Position annotation records:

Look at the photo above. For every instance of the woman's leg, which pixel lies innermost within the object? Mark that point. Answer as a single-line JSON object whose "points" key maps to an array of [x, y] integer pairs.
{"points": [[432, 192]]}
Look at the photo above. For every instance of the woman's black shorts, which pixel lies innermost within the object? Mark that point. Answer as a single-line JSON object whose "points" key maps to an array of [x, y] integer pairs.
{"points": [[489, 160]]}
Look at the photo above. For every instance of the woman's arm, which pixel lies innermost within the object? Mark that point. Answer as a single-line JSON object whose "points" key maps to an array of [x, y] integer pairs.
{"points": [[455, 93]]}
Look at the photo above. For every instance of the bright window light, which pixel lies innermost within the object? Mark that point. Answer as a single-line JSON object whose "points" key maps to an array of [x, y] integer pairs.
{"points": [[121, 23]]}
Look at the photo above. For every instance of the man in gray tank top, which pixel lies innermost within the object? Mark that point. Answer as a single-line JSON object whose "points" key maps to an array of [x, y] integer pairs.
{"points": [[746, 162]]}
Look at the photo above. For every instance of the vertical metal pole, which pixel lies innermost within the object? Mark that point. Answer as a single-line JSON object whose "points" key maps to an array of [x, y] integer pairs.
---
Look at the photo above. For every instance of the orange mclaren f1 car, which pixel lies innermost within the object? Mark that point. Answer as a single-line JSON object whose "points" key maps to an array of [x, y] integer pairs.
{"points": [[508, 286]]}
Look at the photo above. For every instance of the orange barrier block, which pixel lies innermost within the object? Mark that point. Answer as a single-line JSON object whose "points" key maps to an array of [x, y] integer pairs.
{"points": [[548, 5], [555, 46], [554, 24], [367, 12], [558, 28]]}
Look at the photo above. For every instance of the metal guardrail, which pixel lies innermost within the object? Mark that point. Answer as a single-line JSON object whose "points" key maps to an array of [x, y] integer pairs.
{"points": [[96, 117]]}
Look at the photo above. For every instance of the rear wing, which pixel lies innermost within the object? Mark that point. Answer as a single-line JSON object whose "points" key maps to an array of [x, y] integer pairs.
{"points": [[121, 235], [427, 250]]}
---
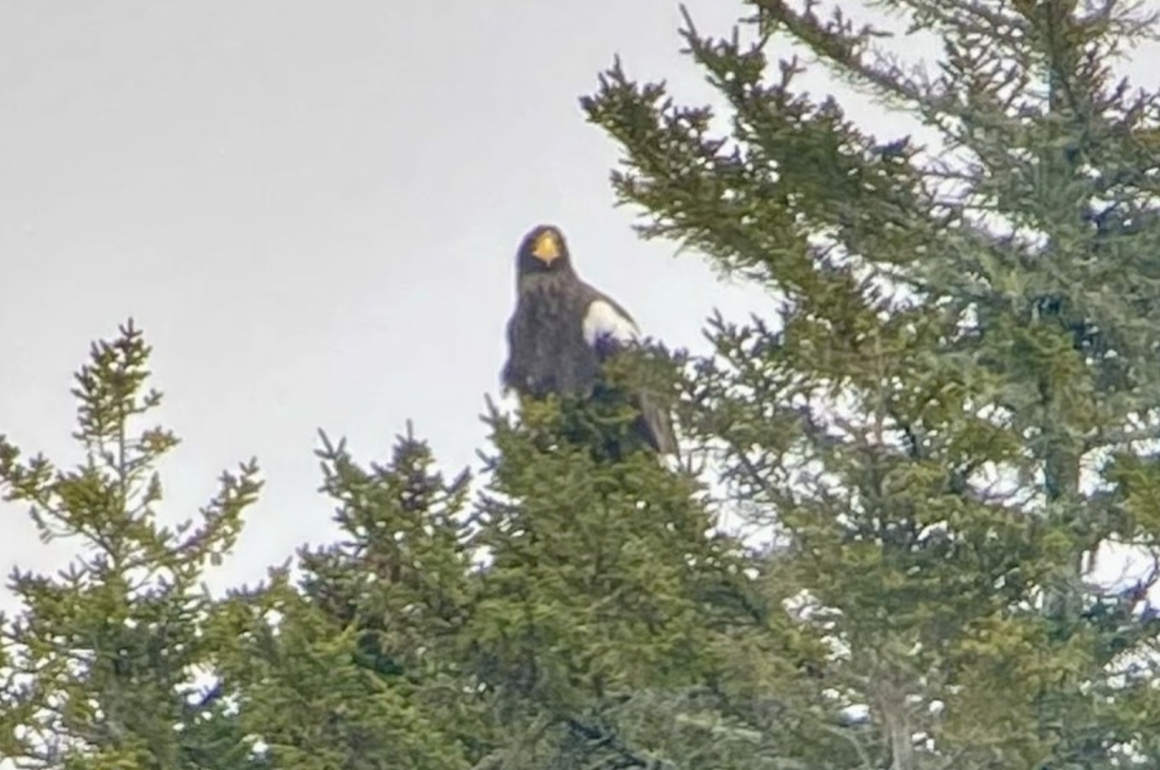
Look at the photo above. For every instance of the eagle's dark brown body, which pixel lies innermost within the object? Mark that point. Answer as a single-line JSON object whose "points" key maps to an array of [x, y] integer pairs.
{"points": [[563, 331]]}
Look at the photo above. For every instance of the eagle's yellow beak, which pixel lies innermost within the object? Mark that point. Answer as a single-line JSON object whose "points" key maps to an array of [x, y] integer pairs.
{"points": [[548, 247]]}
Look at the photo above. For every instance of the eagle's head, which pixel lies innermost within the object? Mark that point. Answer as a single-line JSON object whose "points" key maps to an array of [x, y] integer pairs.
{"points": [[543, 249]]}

### What to produce:
Copy out word for word the lines above starting at the one containing "woman's arm, which" and ending at the one containing "Look at the photo above. For every instance of the vertical", including both of those lines.

### Output for this exercise:
Look at the photo above. For every instance of the woman's arm, which pixel lies innermost within the object? Mark that point. Answer as a single-line JSON object whose "points" key maps to an array of [x, y] integer pairs.
{"points": [[455, 93]]}
Look at the photo above. For every instance of the bright window light, which pixel lies innermost within the object? Mark that point. Answer as a single-line JSON object whose "points" key maps to an array of [x, y] integer pairs.
{"points": [[121, 23]]}
Look at the photo above. For every instance of the man in gray tank top, which pixel lies innermost within the object? Mark that point. Answer as a single-line JSON object whose "points" key maps to an array of [x, y] integer pairs.
{"points": [[746, 162]]}
Look at the photo above. For every instance of the vertical metal pole, which pixel lies innermost within the object? Mark that point. Answer as a single-line JSON object whose "points" key maps to an array of [x, y] integer pairs.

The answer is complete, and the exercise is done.